-- Start SOURCE DOCUMENT --

Astrohaus Freewrite First Impressions

About 18 months ago I backed a Kickstarter for the Hemingwrite, a distraction free electronic typewriter. This weekend I got back from London to find that it had arrived. I set about unpacking it with considerable excitement. I wasn’t disappointed.

The Freewrite, as it is now called, is basically a keyboard and a small e-ink screen inside a rugged metal chassis. It even has a carrying handle. It reminds me of an old-fashioned manual typewriter, albeit one with a modern twist. This machine connects to the cloud and stores your writing there.

The basic idea is that you can get down to writing with no distractions. You can’t surf the net. You can’t answer emails. You can’t play games. All you can do is write.

It’s just you, a keyboard and your words.

I’ve tried various modes of distraction-free writing in the past but they all suffered from the fact that I was using them on a laptop. The world of internet jiggery-pokery was merely a button switch away.I could always reconnect if I wanted to. With the Freeewrite, all I can do is carry it somewhere and just write. It’s what I am doing now, in my local Costa.

Appearance

The Freewrite is striking looking rather than beautiful. The designers have gone for a retro-futurist look that makes me think of 50s motor cars– all metal and fins. It’s basically a keyboard in a metal case with a big red power button and a couple of dials. One of these controls the folder your work will be saved to. The other is for connecting to the internet. Buck Rogers probably typed his reports on something similar.

(The strikingness of the design has just been confirmed by the way. People keep coming up to me in the coffee shop and asking what the Freewrite is.)

It’s made of rugged plastic and metal– aluminum I think. It weighs about 4 pounds. It’s not as light as a modern ultrabook but it’s not heavy and it feels solid. I am not sure I would like to carry it around by the built-in carrying handle simply because I would prefer not to expose it to the elements but I certainly could.

The Keyboard

The Freewrite is obviously going to live or die by its keyboard. Fortunately, this is beautiful. It’s a Cherry Keyboard with actual switches underneath each key instead of the modern pressure pad arrangement. The only modern laptops that can compare to it are a few very high end, very heavy gaming rigs. In some ways, it takes me back to the days of my youth, when machines like the Commodore 64 had proper keyboards that were a joy to type on. No worries here then.

-- End SOURCE DOCUMENT --
-- Start LISTING --

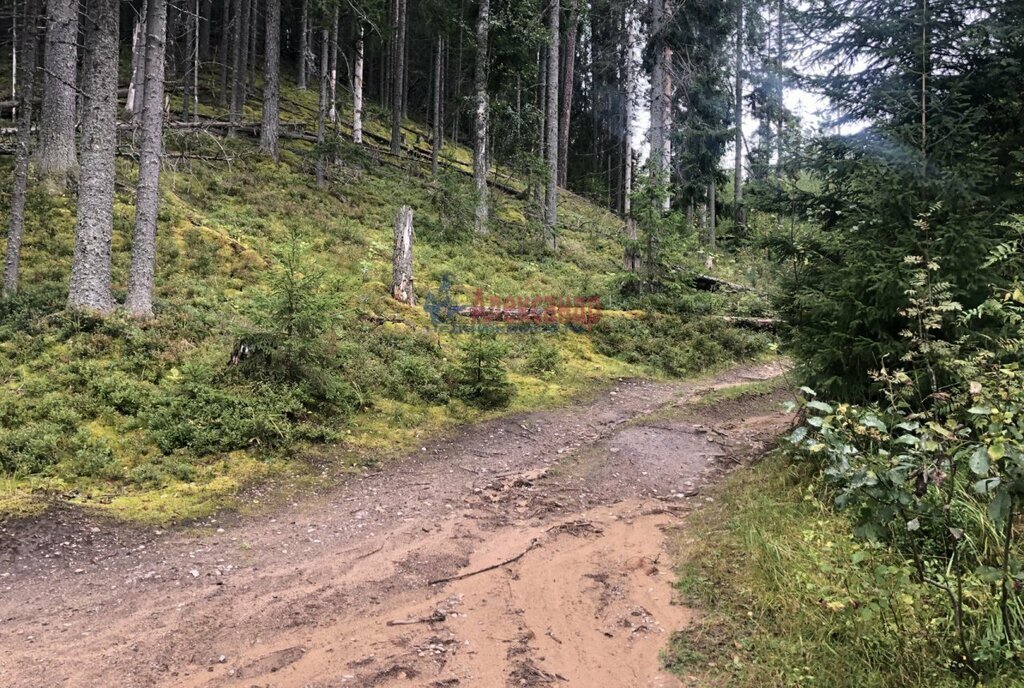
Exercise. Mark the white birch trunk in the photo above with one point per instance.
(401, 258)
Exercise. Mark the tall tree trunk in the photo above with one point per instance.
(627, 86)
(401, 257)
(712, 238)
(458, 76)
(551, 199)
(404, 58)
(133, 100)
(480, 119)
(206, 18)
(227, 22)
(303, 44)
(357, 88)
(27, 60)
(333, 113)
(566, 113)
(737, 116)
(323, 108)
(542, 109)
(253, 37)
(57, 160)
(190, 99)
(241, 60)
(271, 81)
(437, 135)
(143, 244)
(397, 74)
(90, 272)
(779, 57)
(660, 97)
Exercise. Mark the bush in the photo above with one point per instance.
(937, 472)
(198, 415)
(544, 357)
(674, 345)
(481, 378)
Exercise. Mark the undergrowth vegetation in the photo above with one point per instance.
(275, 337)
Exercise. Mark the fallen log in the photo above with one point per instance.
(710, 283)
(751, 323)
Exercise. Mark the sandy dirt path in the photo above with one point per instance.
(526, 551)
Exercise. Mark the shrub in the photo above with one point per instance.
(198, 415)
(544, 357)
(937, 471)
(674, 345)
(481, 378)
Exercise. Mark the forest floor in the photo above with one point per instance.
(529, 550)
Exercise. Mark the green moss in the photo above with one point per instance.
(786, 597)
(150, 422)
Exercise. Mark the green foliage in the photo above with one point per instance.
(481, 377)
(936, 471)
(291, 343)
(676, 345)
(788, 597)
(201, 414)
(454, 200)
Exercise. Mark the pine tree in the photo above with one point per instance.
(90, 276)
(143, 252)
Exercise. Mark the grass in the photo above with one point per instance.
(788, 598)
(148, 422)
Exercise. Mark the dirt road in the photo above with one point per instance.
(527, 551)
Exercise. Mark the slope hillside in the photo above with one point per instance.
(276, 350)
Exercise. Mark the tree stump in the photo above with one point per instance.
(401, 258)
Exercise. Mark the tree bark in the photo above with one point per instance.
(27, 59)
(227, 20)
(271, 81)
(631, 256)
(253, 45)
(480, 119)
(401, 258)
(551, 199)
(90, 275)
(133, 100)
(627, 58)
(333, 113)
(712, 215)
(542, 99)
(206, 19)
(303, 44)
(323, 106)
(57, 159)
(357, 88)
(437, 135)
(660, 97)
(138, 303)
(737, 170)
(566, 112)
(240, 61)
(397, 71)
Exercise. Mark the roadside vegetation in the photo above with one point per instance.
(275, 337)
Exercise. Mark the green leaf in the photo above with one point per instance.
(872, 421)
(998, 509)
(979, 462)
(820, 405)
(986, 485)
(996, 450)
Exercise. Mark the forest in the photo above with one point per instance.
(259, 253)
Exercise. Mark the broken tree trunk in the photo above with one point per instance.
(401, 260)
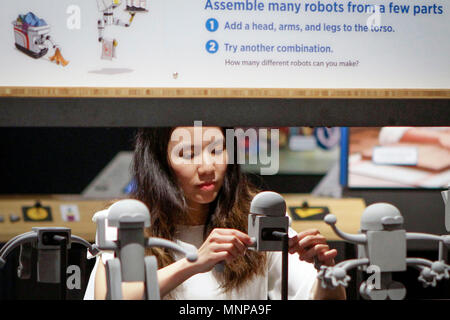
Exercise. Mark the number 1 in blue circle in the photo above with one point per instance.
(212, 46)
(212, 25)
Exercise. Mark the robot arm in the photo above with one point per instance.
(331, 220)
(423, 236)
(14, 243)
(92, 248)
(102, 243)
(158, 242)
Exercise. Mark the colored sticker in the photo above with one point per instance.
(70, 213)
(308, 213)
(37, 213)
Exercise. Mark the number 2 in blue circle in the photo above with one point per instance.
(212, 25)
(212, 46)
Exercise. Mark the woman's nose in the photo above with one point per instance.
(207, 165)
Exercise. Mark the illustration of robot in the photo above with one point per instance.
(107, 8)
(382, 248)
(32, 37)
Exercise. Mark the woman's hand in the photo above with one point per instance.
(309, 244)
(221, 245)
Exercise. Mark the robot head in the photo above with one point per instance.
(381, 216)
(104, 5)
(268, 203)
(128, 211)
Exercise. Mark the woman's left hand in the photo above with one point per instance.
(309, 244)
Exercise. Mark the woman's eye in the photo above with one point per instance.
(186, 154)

-- End LISTING --

| REQUIRED WORK |
- 1) About how much does the Freewrite weigh, according to the review?
- 2) Extend the Freewrite review from its final sentence onward.
The entries above are separate material, distinct from the Freewrite review.

| RESPONSES PER TASK |
- 1) About 4 pounds.

- 2)
The Screen

This is a  backlit e-ink screen of the sort any user of Amazon’s Kindle will be used to. It updates a little slowly, particularly when you reach the end of a screenful of text but this is what I would have expected. It serves its purpose.

The writing area is about the size of a large smartphone screen where your text appears. There’s a smaller area fenced off below where various other bits and bobs of information can appear such as your word count, a clock or a timer. You switch between these using the special button on the keyboard.

Battery Life

Astrohaus claims a battery life of about 3 to 4 weeks between charges. Unfortunately, this is calculated using the same weasel marketing-speak logic that Amazon uses for the Kindle. It will last for those 3-4 weeks if you write for half an hour a day. By my non-marketing department calculations, that means a battery life of 10 to 14 hours. Why not just say that? Oh yes, it sounds way less impressive. Still even 10 hours is a goodly amount for the purposes the Freewrite will be used for.

I’ll let you know whether it’s a true amount after I have tested it. The Freewrite as far as I can tell lacks a battery indicator, which is an oversight, I think.

The Cloud

The other big selling point of the Freewrite is that it connects to the cloud and saves your writing there. You can use Dropbox, Evernote or Gdrive for this.

In order for this to work you need an Astrohaus Postbox account. This is not a problem. You should basically get one when you order your Freewrite. Once this is set up, all you need to do is connect to the Internet and you’re good to go.

Connecting to the net is a doddle. On the right side of the Freewrite is a three position switch. This sets your wifi to off, on or new. If you choose new, the Freewrite scans the local networks, you choose one, type in the password if needed and you’re good to go. This has worked perfectly for me so far. And that’s really it.

Your files are stored in plain text but by some odd quirk marked as docx when downloaded. This is a sensible enough decision given the fact that most people will probably be opening them up in Microsoft Word but it’s a bit annoying to those of us who use markdown and would prefer them to be just plain .txt.

Distraction Free

The Freewrite is really bare bones. There is no cut and paste. There are not even arrow keys for navigating your documents. The basic idea is that you will sit down and write your first drafts and then edit them somewhere else– Word, Evernote, whatever.

It’s a very different, very old fashioned way of writing, really rather like using a typewriter. It works.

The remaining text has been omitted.